↓

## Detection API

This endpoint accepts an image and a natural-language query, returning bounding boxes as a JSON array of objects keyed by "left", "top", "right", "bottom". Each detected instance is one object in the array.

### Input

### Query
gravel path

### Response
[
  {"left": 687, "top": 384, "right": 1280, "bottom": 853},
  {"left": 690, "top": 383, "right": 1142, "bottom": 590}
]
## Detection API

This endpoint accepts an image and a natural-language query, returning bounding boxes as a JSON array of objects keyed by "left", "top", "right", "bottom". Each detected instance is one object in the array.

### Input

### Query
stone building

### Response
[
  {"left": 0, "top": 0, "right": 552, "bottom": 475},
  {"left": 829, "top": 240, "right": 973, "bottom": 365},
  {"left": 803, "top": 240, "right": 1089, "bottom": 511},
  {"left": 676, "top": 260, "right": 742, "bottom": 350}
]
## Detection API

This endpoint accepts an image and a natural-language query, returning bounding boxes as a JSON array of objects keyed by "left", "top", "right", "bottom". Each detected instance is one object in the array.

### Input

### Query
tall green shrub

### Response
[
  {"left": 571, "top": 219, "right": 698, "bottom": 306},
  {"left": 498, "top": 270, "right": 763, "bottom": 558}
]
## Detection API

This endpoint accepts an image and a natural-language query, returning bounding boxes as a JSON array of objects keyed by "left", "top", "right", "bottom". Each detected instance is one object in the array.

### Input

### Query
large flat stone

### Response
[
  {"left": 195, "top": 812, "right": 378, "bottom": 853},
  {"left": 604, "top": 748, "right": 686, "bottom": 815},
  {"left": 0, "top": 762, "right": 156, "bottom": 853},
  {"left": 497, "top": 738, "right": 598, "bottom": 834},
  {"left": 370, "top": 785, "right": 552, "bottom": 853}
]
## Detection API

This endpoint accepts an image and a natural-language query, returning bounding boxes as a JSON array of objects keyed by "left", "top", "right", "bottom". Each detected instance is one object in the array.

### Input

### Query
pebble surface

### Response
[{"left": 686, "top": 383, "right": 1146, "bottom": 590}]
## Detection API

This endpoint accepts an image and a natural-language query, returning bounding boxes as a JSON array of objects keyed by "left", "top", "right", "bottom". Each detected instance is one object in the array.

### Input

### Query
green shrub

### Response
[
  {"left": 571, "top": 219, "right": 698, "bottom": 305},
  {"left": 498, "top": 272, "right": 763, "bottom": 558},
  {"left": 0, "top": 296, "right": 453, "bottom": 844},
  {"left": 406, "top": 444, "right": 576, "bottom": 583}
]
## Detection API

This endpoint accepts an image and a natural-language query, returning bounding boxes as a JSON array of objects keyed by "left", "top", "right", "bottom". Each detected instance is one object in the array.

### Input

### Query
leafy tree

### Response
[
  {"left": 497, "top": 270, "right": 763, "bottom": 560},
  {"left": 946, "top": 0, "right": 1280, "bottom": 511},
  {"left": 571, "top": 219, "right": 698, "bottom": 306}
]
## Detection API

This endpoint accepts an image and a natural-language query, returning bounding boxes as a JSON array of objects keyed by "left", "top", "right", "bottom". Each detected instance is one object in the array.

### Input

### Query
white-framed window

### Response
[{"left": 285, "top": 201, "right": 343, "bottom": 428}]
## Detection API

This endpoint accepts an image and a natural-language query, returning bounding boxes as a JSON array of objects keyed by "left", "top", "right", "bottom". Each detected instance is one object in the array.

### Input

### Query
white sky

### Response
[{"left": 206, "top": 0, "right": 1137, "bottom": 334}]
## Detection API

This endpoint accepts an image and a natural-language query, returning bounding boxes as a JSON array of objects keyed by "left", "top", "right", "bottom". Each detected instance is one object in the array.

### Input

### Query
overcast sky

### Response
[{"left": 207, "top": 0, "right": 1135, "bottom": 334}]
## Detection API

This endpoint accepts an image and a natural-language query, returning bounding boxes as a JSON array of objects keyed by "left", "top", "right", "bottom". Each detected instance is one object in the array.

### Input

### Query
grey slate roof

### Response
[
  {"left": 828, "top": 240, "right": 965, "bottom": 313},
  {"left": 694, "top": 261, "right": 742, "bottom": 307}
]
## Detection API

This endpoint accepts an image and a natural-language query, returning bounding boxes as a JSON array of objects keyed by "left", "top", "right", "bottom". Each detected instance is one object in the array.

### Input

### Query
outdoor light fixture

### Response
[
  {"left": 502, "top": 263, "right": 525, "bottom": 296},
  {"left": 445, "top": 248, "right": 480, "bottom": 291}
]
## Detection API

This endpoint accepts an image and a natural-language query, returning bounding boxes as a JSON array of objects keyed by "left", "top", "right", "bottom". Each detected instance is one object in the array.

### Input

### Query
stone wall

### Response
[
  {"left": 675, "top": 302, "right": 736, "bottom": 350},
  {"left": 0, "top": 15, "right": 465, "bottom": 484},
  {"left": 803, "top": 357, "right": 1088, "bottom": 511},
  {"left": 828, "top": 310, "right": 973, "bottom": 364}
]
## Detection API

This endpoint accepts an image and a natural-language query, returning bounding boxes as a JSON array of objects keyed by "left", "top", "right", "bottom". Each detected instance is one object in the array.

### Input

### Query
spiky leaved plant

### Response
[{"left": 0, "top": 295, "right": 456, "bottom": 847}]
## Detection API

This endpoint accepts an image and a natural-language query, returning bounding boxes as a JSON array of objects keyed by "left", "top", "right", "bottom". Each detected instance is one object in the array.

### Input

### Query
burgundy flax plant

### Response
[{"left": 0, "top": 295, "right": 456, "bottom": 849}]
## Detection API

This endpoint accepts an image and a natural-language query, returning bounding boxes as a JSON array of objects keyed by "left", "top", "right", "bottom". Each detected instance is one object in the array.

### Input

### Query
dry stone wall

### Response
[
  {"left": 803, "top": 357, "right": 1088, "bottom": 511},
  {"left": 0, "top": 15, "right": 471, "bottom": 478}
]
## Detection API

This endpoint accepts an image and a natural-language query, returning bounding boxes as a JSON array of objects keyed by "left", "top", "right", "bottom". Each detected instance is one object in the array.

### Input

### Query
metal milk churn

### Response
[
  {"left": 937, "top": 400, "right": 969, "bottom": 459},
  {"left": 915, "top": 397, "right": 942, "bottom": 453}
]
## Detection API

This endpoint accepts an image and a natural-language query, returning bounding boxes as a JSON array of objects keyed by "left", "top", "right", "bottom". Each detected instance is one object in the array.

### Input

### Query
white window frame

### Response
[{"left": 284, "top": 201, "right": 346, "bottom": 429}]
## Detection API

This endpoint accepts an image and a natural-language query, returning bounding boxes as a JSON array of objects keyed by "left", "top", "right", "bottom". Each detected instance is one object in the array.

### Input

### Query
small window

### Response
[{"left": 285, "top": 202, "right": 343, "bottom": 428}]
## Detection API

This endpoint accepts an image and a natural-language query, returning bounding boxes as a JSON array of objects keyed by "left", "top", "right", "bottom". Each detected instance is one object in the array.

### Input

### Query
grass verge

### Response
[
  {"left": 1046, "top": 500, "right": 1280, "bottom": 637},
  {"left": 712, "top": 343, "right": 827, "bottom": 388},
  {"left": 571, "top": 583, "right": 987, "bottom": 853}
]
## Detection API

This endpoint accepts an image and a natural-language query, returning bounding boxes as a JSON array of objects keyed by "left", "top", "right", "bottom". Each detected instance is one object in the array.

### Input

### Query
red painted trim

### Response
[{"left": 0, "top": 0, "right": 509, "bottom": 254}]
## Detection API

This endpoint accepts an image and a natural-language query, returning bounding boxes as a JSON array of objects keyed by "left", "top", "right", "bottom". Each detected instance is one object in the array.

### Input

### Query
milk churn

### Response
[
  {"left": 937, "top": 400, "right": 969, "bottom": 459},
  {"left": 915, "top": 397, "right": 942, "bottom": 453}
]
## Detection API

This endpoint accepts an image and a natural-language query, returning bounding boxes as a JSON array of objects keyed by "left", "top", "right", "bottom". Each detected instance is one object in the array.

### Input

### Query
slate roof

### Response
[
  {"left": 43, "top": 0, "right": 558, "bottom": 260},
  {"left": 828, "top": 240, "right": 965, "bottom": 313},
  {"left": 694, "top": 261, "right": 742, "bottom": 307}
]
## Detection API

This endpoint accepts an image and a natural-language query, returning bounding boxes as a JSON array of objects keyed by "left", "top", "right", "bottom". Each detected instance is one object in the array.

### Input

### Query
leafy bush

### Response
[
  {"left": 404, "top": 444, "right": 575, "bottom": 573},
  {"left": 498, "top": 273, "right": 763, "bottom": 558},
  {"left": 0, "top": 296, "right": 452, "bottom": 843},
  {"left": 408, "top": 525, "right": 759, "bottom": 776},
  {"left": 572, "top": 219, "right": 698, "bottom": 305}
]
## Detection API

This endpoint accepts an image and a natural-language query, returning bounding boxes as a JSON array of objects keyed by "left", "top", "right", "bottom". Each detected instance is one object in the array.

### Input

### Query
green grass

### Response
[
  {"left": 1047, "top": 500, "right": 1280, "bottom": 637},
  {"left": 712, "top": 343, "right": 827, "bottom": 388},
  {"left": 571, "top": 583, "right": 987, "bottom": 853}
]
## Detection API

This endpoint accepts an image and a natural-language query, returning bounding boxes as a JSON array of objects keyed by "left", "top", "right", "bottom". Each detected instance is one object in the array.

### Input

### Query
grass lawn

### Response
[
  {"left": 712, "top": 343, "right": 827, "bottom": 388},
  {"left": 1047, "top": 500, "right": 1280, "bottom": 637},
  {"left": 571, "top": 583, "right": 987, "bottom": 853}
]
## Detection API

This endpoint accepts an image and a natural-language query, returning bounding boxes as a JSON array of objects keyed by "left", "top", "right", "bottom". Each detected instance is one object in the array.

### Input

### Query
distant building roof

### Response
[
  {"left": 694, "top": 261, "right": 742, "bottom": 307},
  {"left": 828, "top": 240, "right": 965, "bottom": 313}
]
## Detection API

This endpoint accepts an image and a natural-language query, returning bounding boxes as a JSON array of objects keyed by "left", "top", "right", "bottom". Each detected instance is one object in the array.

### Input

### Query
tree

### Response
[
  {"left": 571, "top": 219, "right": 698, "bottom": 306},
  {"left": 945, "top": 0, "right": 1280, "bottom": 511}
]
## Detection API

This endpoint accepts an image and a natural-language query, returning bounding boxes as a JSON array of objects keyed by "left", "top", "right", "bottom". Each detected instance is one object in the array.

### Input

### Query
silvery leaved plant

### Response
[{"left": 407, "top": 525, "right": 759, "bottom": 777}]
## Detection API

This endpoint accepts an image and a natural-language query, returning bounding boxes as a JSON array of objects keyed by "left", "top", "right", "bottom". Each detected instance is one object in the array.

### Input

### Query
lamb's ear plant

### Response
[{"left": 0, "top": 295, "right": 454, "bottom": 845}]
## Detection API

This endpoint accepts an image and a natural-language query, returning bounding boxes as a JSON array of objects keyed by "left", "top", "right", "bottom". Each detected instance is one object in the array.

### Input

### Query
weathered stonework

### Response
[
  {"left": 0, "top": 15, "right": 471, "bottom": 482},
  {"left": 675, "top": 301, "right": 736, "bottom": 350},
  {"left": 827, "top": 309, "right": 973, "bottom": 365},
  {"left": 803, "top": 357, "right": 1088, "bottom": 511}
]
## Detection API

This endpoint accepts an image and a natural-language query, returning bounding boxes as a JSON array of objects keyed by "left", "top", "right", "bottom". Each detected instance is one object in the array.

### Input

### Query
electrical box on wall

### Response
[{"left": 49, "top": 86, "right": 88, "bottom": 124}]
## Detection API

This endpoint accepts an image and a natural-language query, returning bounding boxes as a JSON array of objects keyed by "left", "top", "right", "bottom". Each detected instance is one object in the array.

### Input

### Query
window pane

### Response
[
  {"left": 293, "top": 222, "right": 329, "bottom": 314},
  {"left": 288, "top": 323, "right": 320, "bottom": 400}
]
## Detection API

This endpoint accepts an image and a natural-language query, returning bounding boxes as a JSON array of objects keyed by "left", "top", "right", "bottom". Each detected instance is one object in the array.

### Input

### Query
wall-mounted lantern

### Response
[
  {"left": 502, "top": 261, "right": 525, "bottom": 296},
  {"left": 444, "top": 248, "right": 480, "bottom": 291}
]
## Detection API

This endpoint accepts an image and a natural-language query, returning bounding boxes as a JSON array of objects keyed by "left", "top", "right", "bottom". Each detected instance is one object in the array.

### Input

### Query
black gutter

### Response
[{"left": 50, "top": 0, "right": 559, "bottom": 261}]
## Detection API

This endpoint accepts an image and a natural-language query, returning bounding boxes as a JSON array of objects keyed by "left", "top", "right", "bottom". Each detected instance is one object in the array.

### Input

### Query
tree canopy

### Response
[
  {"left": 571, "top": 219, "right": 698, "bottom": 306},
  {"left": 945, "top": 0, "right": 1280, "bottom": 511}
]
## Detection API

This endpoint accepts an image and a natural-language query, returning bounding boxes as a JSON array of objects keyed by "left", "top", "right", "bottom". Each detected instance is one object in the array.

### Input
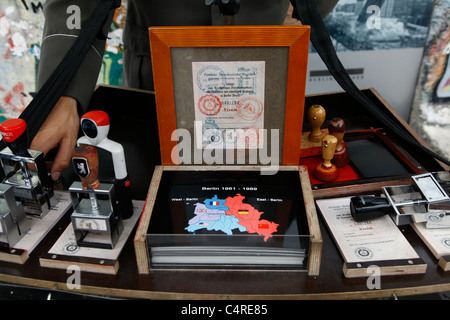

↑

** EXERCISE REQUIREMENTS **
Please list every line of the entries above that contains the word "green". Case counts.

** TASK RESPONSE **
tall green shrub
green shrub
green grass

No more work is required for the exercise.